GOAL OF THE EXERCISE:
How many lines in the data below contain the string "white"? Case counts, so only exact-case matches qualify. Reply with the number alone.

[DATA RECORDS start]

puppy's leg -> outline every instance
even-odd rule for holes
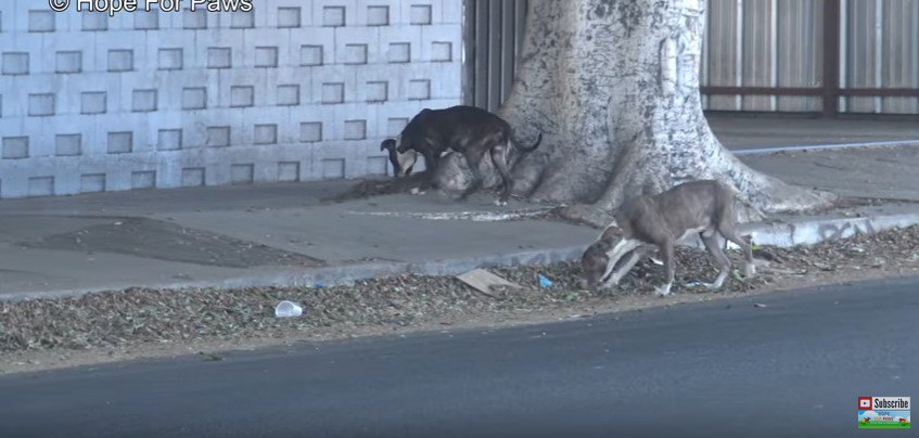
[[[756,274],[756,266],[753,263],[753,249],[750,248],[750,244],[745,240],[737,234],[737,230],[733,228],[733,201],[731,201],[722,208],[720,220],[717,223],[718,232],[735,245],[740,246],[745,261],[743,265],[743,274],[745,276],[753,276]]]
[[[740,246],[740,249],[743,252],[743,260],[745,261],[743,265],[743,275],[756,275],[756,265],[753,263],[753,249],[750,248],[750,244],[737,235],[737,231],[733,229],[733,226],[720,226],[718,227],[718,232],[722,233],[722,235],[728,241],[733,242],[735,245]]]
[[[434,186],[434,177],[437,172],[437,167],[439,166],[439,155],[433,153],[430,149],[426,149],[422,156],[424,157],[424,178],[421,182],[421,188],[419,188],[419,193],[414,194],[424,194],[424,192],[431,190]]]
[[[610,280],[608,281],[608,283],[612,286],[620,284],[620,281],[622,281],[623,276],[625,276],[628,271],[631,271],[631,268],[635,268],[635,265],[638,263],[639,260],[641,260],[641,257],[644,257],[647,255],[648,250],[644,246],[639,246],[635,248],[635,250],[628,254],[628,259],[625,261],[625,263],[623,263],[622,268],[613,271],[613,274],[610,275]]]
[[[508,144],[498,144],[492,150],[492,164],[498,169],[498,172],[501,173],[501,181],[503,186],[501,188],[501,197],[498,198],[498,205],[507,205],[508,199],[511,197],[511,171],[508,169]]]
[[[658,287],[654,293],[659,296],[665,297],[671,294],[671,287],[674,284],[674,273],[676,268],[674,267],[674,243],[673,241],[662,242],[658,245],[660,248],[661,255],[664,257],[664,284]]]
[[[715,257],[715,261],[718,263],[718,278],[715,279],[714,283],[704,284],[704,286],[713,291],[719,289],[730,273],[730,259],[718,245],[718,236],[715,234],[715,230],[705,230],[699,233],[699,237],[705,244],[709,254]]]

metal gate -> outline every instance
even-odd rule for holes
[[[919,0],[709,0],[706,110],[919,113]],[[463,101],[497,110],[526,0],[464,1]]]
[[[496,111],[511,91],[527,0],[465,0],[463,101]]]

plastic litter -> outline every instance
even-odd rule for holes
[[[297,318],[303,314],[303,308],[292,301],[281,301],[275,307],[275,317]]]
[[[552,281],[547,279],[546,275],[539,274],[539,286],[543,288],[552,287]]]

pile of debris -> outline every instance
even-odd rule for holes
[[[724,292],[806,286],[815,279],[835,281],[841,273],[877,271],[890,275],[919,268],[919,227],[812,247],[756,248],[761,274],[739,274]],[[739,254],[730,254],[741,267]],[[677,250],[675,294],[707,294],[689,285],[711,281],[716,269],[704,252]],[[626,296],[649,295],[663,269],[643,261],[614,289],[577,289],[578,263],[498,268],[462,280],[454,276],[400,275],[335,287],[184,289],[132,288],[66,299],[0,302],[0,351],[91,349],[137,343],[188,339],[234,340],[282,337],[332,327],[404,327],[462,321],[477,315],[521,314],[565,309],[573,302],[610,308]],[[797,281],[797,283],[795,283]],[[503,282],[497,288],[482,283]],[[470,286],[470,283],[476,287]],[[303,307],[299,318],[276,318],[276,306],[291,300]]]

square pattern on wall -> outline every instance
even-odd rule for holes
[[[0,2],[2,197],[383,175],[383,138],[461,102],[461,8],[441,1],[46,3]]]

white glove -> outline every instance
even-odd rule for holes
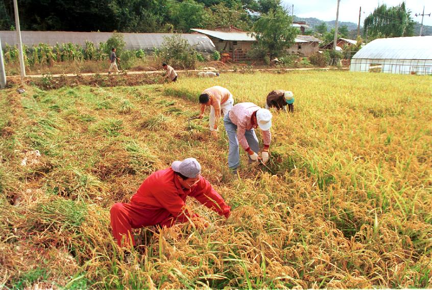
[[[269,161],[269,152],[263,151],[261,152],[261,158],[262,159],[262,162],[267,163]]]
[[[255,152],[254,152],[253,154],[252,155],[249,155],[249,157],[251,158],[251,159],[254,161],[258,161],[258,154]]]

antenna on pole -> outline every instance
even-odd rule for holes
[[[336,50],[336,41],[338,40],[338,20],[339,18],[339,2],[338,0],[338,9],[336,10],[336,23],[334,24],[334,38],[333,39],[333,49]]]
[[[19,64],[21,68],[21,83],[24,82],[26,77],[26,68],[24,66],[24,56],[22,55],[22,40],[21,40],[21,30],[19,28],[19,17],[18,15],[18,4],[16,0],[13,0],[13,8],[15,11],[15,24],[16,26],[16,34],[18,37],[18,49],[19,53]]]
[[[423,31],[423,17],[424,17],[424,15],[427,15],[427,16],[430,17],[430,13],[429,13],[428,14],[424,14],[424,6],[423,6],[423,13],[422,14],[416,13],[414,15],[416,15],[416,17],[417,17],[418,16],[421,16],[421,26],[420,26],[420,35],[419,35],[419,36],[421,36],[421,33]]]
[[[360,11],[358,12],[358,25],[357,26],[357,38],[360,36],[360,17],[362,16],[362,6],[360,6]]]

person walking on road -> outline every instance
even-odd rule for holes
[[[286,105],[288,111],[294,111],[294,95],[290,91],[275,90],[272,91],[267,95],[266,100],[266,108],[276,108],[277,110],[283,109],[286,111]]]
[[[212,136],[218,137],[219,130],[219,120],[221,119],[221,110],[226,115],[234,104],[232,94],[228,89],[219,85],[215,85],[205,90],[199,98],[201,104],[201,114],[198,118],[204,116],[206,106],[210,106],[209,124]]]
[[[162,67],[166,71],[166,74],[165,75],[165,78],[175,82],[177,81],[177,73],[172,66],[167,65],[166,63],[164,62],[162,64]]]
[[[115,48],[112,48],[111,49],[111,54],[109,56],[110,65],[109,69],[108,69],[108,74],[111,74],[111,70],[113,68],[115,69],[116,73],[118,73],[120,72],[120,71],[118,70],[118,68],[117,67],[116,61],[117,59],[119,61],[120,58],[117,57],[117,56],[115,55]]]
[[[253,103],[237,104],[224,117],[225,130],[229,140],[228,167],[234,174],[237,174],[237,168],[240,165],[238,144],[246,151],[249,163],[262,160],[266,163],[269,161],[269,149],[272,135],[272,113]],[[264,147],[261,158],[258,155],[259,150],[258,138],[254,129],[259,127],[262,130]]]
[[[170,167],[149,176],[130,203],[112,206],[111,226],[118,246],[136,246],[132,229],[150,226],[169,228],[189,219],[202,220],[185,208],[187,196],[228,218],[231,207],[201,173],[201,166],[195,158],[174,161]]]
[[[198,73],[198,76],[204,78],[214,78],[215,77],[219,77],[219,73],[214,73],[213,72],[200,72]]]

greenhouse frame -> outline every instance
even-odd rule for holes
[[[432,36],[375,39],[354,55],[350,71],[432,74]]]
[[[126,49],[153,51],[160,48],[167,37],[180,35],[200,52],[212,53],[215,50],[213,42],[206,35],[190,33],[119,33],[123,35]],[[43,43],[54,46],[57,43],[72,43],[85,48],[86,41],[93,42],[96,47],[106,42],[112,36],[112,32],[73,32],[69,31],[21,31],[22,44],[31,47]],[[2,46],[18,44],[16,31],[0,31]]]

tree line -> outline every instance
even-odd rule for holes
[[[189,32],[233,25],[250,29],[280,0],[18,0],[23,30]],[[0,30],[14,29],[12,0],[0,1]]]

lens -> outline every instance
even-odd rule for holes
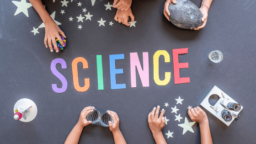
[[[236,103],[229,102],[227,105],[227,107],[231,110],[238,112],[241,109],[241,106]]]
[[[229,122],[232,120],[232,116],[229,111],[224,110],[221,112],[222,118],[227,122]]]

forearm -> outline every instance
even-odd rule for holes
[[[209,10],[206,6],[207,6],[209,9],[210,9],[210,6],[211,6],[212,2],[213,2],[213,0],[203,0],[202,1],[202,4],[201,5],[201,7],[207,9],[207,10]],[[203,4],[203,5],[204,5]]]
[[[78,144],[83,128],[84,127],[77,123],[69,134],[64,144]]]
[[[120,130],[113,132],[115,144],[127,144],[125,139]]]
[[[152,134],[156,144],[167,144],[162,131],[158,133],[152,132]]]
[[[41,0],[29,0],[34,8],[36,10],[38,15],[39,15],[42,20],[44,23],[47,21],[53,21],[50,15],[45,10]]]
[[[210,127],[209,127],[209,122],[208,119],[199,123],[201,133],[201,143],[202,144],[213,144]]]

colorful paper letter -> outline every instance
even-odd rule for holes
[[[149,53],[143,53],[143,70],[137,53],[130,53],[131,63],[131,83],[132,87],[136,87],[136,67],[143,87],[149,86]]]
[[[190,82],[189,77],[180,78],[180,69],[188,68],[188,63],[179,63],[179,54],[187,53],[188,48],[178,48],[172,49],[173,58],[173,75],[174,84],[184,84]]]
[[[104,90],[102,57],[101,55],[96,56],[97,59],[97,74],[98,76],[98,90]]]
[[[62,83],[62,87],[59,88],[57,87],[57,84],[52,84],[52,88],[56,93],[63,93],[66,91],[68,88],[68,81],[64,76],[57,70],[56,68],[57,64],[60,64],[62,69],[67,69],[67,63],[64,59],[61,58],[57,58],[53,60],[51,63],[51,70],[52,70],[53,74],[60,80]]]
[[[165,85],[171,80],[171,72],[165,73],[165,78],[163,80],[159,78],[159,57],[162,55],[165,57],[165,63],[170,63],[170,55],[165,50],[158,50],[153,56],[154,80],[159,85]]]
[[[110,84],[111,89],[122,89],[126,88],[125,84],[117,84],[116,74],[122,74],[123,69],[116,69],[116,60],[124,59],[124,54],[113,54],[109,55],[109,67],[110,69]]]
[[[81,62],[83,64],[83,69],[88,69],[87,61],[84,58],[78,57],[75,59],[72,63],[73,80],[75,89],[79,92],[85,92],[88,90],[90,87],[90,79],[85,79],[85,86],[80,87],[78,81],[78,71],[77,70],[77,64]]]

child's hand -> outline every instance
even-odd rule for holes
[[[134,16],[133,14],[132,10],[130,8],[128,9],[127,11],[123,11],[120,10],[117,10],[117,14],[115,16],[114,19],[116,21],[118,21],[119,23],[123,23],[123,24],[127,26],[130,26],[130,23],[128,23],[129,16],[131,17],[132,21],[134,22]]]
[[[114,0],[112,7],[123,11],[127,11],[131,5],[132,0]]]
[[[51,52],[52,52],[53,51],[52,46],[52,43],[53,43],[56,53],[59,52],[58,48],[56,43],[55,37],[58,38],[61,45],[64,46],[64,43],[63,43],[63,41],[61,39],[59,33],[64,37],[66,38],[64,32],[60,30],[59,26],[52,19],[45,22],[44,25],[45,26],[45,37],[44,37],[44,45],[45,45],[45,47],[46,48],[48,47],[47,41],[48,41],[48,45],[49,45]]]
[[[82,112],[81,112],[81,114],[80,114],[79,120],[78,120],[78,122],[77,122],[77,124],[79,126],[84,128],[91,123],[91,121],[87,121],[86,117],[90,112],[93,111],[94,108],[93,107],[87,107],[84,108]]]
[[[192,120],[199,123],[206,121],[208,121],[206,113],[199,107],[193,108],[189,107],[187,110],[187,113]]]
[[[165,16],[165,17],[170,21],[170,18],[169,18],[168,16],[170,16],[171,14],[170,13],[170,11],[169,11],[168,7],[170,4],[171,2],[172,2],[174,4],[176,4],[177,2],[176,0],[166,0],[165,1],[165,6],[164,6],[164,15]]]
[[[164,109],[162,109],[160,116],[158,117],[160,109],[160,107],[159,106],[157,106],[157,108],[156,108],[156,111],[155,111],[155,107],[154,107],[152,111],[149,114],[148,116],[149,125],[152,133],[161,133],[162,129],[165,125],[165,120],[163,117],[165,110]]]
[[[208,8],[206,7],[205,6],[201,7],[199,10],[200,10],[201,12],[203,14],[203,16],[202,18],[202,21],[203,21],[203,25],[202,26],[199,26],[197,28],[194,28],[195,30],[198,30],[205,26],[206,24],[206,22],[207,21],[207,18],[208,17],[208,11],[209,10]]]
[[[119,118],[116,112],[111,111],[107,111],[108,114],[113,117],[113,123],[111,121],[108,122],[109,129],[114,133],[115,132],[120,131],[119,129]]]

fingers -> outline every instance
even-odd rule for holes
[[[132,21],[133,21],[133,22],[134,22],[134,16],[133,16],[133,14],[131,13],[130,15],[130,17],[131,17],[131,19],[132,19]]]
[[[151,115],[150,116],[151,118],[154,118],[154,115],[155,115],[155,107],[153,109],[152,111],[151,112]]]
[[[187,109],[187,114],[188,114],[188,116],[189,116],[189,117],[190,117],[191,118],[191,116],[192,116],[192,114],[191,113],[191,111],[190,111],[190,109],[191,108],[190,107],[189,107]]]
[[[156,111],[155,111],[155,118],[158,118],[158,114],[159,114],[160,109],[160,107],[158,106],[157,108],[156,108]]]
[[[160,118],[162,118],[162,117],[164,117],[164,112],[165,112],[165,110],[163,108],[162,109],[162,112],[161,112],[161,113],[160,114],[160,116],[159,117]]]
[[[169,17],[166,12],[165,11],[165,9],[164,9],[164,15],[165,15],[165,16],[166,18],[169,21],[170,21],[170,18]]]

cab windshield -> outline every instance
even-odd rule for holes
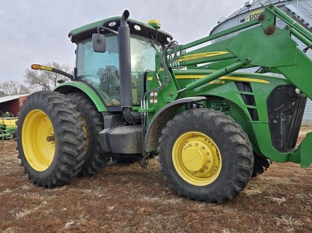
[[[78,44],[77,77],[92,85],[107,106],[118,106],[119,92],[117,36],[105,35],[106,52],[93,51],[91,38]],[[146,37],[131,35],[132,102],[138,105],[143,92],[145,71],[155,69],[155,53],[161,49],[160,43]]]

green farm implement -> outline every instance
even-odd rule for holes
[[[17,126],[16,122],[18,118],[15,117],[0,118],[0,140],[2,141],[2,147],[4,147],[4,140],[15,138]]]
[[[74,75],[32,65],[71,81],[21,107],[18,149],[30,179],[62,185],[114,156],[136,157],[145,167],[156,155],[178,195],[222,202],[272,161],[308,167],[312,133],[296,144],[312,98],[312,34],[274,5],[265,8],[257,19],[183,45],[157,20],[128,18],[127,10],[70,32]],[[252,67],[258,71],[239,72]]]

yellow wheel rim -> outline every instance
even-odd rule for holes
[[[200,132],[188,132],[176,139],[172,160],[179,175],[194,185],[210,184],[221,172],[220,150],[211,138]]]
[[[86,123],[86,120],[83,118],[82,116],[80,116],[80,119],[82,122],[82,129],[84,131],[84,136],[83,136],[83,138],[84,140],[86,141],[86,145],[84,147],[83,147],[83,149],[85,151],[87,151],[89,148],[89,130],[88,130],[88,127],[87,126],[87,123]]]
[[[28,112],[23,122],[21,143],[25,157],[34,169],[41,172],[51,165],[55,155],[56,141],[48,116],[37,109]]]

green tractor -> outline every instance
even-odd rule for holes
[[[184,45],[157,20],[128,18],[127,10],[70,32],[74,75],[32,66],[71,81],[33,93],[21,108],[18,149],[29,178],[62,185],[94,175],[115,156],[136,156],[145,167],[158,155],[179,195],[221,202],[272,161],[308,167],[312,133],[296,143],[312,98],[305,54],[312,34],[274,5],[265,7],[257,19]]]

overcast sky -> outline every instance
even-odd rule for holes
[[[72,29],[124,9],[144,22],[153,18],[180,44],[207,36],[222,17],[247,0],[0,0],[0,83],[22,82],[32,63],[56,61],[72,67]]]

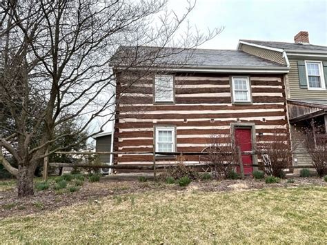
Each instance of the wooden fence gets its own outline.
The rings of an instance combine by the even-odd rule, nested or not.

[DATA RECORDS end]

FULL OUTPUT:
1